(Dataset records)
++++++++++++++++++++
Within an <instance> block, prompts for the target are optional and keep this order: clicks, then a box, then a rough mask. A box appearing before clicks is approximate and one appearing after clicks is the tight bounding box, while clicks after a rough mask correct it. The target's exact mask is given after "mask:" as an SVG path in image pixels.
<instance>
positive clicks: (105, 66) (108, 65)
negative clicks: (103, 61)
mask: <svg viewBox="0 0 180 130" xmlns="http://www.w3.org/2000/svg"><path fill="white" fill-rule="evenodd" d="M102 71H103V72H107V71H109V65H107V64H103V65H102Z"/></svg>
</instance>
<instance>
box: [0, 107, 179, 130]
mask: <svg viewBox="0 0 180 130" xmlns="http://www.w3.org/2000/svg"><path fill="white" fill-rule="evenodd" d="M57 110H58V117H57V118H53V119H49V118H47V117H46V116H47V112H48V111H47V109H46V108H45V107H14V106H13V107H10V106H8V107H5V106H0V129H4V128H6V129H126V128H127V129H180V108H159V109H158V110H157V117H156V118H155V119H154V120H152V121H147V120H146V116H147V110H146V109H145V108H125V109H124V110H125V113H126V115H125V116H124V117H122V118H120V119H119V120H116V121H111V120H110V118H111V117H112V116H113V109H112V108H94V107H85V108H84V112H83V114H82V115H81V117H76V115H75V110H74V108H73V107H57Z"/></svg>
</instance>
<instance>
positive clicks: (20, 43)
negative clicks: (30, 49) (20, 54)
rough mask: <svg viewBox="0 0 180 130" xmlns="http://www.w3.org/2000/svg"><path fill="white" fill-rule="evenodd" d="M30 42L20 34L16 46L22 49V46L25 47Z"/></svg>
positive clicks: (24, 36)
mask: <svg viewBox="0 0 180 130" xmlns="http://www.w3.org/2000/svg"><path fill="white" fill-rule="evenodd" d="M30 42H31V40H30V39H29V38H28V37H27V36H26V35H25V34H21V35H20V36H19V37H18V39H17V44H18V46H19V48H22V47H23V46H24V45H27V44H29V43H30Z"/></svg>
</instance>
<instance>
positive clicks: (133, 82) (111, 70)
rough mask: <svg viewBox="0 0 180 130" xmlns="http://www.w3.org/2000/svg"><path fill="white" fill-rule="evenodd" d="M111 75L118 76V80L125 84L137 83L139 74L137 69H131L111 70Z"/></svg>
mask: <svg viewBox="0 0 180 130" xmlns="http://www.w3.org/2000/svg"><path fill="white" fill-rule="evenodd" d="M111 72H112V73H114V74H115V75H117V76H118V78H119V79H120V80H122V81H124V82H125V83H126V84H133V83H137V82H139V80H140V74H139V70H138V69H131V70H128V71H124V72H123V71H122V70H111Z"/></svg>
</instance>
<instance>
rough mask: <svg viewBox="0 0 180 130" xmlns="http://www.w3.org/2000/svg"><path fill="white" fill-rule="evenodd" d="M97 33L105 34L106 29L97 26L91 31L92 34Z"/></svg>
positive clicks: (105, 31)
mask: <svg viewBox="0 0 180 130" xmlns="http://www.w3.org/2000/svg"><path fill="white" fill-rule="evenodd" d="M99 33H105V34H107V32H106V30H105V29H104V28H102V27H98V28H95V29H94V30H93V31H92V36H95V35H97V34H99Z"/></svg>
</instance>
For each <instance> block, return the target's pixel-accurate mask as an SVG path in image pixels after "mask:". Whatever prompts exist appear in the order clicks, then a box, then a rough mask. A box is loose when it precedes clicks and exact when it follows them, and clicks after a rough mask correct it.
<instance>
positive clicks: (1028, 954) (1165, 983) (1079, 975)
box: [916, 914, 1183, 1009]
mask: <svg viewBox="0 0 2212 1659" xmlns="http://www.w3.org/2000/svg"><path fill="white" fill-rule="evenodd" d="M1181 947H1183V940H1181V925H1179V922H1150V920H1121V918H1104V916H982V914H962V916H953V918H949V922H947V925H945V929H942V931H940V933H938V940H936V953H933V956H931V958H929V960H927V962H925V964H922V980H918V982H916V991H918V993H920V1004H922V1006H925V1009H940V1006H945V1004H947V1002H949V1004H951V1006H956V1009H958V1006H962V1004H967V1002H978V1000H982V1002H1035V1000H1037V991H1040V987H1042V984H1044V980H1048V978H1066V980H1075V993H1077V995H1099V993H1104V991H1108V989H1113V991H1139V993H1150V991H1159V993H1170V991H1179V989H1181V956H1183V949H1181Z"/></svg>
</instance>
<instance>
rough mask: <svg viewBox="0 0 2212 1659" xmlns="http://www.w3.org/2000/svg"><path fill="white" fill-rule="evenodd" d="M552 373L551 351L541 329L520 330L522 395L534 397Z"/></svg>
++++++++++++++++++++
REQUIRED WORK - Count the lines of the records that contain the string "target", and give only the number.

RESULT OF THE TASK - 2